__What the exercise asks__:
Every line below that contains the word "green" must be copied.

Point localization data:
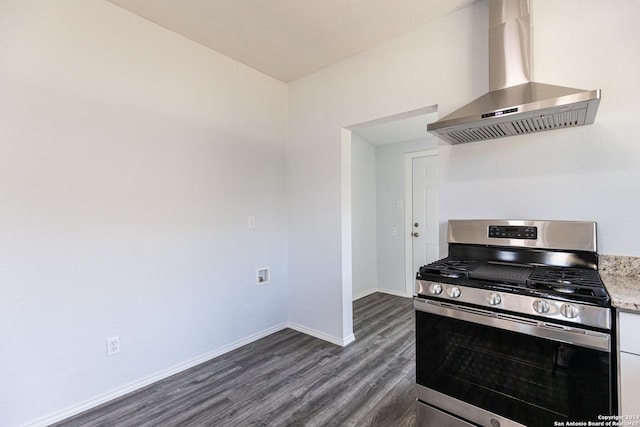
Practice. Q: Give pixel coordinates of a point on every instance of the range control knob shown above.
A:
(494, 299)
(435, 288)
(453, 291)
(569, 311)
(541, 306)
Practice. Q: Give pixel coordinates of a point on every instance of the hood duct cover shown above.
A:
(515, 105)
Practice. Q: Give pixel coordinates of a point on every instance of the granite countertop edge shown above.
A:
(621, 278)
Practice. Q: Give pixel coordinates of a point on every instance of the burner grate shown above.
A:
(567, 280)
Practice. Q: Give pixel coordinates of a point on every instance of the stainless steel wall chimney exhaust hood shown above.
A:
(515, 105)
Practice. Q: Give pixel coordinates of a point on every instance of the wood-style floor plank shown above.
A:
(288, 379)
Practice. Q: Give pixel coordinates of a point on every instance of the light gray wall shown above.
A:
(130, 160)
(364, 217)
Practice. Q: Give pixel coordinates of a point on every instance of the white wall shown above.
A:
(584, 173)
(130, 159)
(403, 75)
(364, 218)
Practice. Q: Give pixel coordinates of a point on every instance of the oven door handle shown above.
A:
(570, 335)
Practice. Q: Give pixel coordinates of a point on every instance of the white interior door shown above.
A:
(424, 223)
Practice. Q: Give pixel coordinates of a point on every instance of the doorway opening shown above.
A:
(381, 257)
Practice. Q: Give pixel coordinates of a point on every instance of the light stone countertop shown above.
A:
(621, 277)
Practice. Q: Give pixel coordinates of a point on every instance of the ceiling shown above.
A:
(403, 127)
(288, 39)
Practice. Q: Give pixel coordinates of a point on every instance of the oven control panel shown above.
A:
(513, 232)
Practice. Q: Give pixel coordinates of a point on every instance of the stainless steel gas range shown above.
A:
(514, 327)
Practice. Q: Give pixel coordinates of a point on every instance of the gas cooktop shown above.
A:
(577, 284)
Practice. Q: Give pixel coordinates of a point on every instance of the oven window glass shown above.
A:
(531, 380)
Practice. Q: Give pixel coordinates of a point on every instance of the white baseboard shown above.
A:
(394, 292)
(381, 290)
(326, 337)
(364, 294)
(143, 382)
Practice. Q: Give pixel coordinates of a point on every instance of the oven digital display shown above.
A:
(513, 232)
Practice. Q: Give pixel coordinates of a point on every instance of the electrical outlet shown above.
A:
(263, 276)
(113, 345)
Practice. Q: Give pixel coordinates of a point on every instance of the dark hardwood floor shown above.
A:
(289, 379)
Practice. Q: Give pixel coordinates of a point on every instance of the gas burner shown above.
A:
(564, 289)
(450, 268)
(451, 274)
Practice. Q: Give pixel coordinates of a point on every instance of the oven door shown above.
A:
(495, 369)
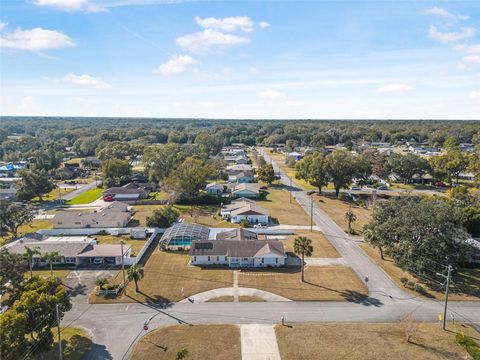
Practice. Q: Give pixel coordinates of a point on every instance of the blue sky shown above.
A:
(244, 59)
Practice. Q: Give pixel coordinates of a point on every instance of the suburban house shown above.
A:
(235, 254)
(125, 193)
(114, 215)
(72, 250)
(246, 190)
(241, 177)
(251, 212)
(181, 235)
(214, 188)
(8, 193)
(235, 169)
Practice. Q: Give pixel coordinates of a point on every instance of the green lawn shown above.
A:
(87, 197)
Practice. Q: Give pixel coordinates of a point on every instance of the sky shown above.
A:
(241, 59)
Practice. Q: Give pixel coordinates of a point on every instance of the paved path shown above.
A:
(259, 342)
(232, 291)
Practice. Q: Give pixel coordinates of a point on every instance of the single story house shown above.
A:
(239, 234)
(246, 190)
(72, 250)
(226, 210)
(253, 213)
(114, 215)
(241, 177)
(235, 254)
(124, 193)
(214, 188)
(181, 235)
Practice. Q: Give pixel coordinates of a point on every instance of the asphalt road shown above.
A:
(116, 327)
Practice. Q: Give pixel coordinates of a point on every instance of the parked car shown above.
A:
(108, 198)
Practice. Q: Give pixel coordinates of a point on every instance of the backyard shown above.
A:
(369, 341)
(164, 343)
(322, 283)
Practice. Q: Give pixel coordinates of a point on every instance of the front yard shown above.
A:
(468, 280)
(336, 209)
(322, 248)
(203, 342)
(322, 283)
(86, 197)
(166, 274)
(368, 341)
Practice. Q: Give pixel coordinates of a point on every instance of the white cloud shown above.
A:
(208, 39)
(447, 37)
(176, 65)
(263, 24)
(475, 95)
(35, 39)
(472, 59)
(436, 11)
(85, 80)
(227, 24)
(394, 88)
(272, 95)
(71, 5)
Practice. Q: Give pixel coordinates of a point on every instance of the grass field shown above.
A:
(137, 245)
(166, 274)
(76, 343)
(336, 209)
(367, 341)
(321, 246)
(203, 342)
(35, 225)
(466, 279)
(87, 197)
(321, 283)
(278, 203)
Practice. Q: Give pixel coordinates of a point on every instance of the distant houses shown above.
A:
(114, 215)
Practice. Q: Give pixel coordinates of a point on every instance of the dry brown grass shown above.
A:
(321, 283)
(221, 299)
(366, 341)
(165, 275)
(203, 342)
(467, 279)
(321, 246)
(336, 209)
(278, 203)
(137, 245)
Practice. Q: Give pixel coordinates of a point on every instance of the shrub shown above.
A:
(471, 346)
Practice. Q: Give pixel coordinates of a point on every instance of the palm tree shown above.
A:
(303, 246)
(371, 238)
(350, 217)
(50, 257)
(135, 273)
(29, 253)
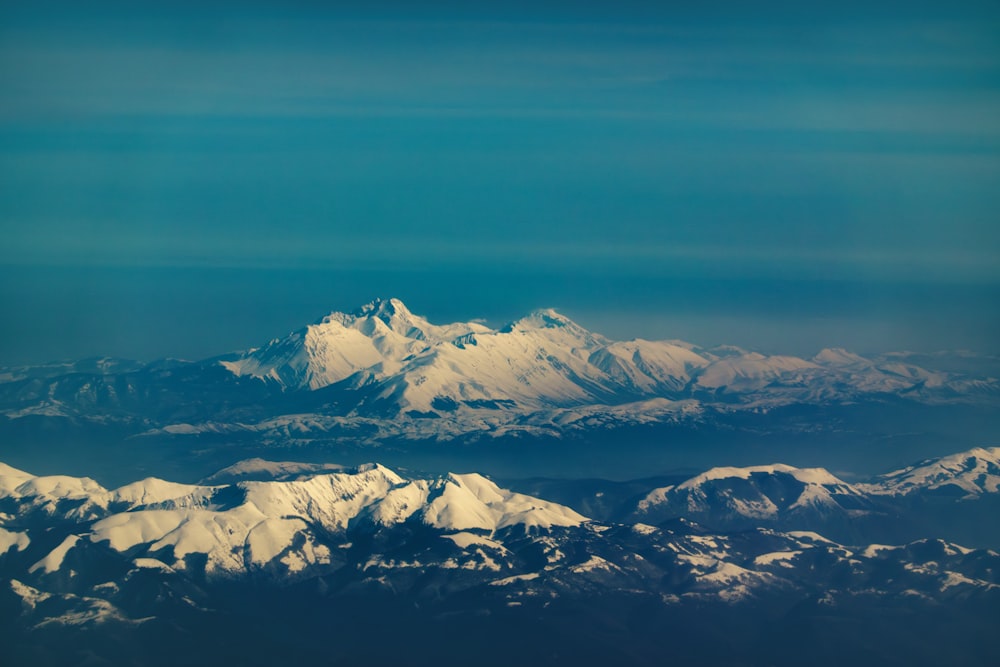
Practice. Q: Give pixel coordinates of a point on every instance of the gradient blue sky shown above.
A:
(184, 181)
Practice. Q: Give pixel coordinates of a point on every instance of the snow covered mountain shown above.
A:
(273, 545)
(383, 373)
(734, 498)
(967, 474)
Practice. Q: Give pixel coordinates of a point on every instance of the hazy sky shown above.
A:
(183, 181)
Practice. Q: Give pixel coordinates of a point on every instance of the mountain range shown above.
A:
(265, 540)
(382, 374)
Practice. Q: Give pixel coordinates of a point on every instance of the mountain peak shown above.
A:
(383, 309)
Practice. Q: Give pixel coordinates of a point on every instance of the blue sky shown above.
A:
(661, 172)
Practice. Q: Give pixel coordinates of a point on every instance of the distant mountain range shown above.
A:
(78, 558)
(382, 373)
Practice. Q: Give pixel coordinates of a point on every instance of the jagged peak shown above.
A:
(383, 308)
(546, 318)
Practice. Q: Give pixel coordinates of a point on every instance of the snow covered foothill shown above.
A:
(971, 473)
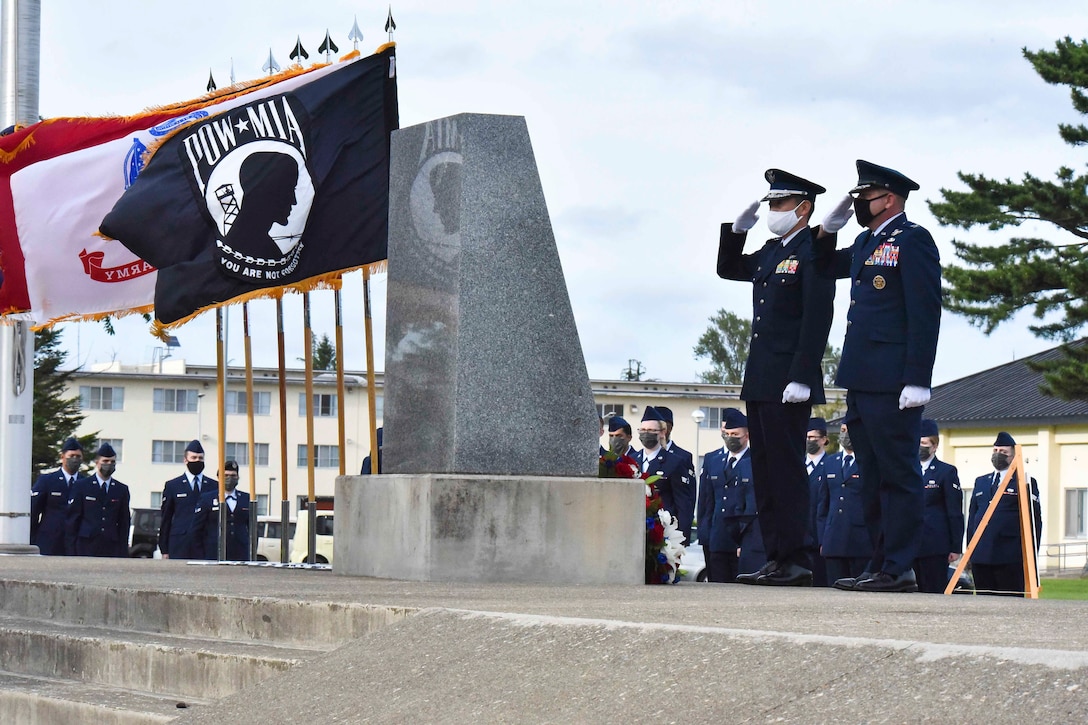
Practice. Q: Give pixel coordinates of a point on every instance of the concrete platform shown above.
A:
(682, 653)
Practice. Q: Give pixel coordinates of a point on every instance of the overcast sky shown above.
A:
(652, 123)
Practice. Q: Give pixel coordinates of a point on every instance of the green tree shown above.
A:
(56, 417)
(726, 342)
(1050, 278)
(324, 354)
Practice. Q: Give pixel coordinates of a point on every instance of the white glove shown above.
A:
(795, 393)
(746, 219)
(913, 396)
(838, 217)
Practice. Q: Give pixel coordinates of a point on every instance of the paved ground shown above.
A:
(682, 653)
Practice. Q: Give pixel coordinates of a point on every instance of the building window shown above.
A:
(169, 400)
(1076, 503)
(236, 402)
(94, 397)
(115, 443)
(324, 405)
(606, 410)
(168, 451)
(325, 456)
(239, 452)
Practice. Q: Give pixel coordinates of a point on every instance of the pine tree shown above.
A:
(56, 417)
(1050, 278)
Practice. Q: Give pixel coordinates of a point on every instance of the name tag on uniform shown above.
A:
(787, 267)
(886, 255)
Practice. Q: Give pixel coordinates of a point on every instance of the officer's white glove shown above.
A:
(913, 396)
(795, 393)
(838, 217)
(748, 219)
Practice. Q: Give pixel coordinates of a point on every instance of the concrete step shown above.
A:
(147, 662)
(314, 625)
(47, 701)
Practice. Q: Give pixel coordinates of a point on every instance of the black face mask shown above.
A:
(863, 211)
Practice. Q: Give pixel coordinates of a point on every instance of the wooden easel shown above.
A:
(1027, 536)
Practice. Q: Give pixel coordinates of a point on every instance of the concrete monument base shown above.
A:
(485, 528)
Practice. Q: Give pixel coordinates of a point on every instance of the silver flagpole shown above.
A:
(20, 57)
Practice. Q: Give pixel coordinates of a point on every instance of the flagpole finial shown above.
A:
(328, 47)
(270, 65)
(390, 24)
(356, 35)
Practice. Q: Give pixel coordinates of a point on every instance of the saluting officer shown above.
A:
(782, 377)
(887, 363)
(98, 514)
(49, 502)
(997, 564)
(180, 498)
(942, 517)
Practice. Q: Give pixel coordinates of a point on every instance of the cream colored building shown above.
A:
(150, 413)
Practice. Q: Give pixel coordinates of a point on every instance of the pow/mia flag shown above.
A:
(274, 192)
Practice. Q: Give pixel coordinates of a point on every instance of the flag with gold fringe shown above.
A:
(58, 179)
(285, 191)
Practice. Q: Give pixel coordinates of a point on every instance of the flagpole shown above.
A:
(371, 395)
(221, 401)
(249, 425)
(284, 503)
(20, 60)
(340, 378)
(310, 503)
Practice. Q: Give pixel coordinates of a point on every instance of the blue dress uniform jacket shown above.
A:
(714, 464)
(792, 314)
(741, 516)
(840, 514)
(176, 532)
(237, 526)
(894, 306)
(48, 514)
(1001, 542)
(942, 519)
(98, 521)
(677, 487)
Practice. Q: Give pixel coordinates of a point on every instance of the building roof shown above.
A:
(1004, 395)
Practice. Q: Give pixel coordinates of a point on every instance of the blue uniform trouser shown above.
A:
(886, 443)
(777, 432)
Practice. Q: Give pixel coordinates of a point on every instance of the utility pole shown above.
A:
(20, 59)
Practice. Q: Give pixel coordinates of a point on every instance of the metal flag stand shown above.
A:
(1027, 532)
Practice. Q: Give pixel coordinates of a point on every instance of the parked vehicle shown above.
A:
(268, 538)
(323, 528)
(144, 533)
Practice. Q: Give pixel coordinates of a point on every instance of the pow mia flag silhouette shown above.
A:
(287, 185)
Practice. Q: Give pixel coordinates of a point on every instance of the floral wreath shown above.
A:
(664, 538)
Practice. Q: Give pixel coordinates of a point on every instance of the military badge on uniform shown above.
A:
(787, 267)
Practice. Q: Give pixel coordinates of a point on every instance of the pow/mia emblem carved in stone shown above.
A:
(435, 197)
(248, 168)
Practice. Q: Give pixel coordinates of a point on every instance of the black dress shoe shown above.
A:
(751, 578)
(788, 575)
(850, 584)
(885, 581)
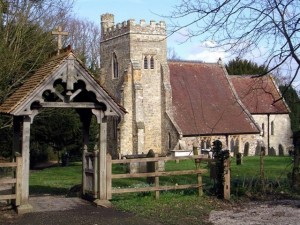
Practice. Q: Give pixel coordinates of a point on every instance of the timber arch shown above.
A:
(63, 82)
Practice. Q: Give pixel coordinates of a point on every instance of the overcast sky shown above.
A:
(148, 10)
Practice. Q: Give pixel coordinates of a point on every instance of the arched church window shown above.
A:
(152, 62)
(145, 62)
(115, 66)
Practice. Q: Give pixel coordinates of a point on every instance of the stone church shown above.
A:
(175, 105)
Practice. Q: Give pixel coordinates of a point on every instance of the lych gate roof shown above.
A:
(204, 103)
(259, 94)
(67, 69)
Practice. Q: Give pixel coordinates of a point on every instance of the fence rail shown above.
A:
(14, 181)
(156, 174)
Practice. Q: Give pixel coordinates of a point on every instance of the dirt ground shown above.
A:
(58, 210)
(280, 212)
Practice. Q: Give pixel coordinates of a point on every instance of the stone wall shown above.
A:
(140, 90)
(281, 134)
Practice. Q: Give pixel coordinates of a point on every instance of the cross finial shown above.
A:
(59, 34)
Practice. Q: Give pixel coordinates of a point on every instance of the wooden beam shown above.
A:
(160, 174)
(161, 188)
(77, 105)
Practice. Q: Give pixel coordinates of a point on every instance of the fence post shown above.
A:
(227, 179)
(200, 188)
(19, 179)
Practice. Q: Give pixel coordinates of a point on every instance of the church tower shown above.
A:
(134, 69)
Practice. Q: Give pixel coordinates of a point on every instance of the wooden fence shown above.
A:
(14, 182)
(156, 174)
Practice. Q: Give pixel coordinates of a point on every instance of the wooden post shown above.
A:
(227, 179)
(95, 170)
(19, 179)
(200, 188)
(84, 165)
(102, 183)
(102, 160)
(16, 135)
(108, 176)
(262, 169)
(156, 178)
(24, 206)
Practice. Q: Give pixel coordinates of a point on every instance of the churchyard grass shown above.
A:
(173, 207)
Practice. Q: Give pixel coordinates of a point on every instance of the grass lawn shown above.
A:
(173, 207)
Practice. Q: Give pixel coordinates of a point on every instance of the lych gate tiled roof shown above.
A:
(33, 83)
(259, 94)
(203, 101)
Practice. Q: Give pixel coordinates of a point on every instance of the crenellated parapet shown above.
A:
(109, 30)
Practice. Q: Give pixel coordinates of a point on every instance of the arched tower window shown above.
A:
(145, 62)
(115, 66)
(170, 141)
(152, 62)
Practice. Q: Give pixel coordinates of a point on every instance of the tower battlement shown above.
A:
(110, 30)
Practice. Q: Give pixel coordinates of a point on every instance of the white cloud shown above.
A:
(207, 52)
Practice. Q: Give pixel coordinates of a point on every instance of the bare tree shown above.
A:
(246, 26)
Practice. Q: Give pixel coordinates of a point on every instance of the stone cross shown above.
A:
(59, 34)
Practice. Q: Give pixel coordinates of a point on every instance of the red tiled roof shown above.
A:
(204, 103)
(258, 94)
(32, 83)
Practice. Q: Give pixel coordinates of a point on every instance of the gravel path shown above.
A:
(281, 212)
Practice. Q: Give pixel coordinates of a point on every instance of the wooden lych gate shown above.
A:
(81, 91)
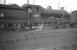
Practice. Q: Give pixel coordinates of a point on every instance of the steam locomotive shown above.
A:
(16, 18)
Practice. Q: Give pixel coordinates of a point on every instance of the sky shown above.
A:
(70, 5)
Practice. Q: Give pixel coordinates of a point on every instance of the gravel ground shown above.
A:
(59, 39)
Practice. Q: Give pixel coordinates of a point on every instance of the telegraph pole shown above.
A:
(3, 2)
(58, 5)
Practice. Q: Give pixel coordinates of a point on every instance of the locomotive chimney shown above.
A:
(3, 2)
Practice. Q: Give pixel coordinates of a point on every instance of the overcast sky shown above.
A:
(70, 5)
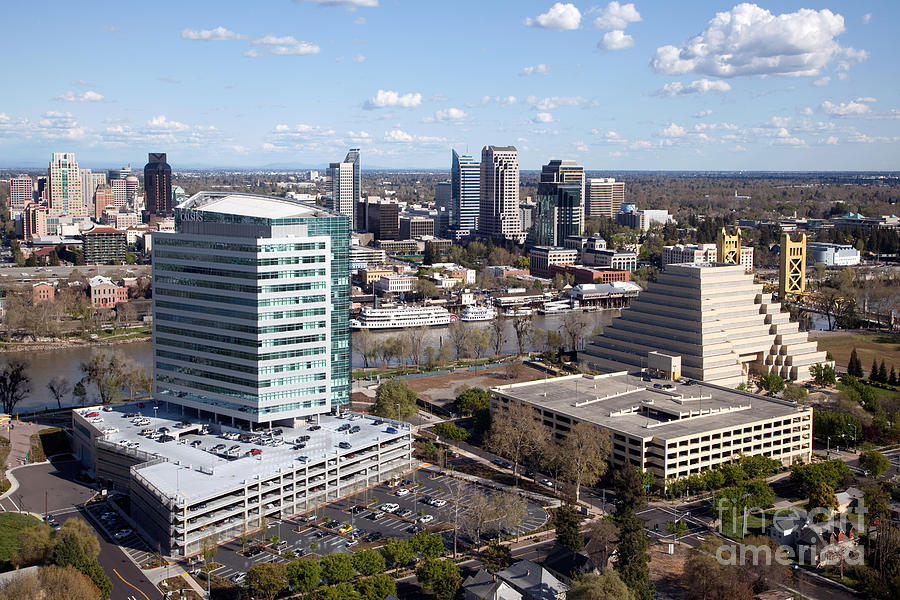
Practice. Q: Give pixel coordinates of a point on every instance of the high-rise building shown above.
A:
(251, 309)
(464, 192)
(21, 192)
(158, 184)
(499, 194)
(344, 190)
(603, 197)
(65, 186)
(559, 210)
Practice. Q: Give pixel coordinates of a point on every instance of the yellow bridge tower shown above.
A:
(792, 275)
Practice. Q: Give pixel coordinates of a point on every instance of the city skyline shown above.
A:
(643, 86)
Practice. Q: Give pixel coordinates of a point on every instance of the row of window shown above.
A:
(284, 327)
(164, 341)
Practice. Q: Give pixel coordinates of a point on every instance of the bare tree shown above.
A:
(522, 325)
(414, 344)
(516, 434)
(498, 335)
(460, 335)
(481, 341)
(575, 325)
(14, 385)
(584, 450)
(59, 387)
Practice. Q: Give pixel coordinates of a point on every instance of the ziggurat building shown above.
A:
(716, 319)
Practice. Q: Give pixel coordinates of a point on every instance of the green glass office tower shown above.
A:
(251, 308)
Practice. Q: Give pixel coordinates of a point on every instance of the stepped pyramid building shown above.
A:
(720, 324)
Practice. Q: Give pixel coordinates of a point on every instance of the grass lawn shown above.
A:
(10, 526)
(869, 346)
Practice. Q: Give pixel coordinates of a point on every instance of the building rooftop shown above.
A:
(195, 473)
(658, 408)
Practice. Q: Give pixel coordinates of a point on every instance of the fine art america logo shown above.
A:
(817, 537)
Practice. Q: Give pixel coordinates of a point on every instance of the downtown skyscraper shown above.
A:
(465, 186)
(345, 186)
(499, 195)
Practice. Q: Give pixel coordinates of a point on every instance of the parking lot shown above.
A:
(313, 537)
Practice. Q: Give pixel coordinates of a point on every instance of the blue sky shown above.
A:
(644, 85)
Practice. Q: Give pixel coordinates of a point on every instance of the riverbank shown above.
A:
(141, 334)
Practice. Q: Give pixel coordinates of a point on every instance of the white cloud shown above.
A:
(286, 45)
(387, 98)
(540, 69)
(552, 102)
(616, 40)
(87, 96)
(400, 136)
(450, 114)
(560, 17)
(854, 108)
(701, 86)
(210, 35)
(617, 16)
(672, 130)
(346, 3)
(749, 40)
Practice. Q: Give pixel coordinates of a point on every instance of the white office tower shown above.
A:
(603, 197)
(251, 309)
(344, 186)
(499, 200)
(21, 192)
(716, 319)
(65, 186)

__The answer__:
Practice. Q: Give pixel coordinates of a point on every instance of the green lawn shown above.
Practice. Q: Give pixel coordinates of a point on every instance of the green tree shown above.
Practice. Q: Give pixel coordinates of a point on every instance of the green glass office tower shown above.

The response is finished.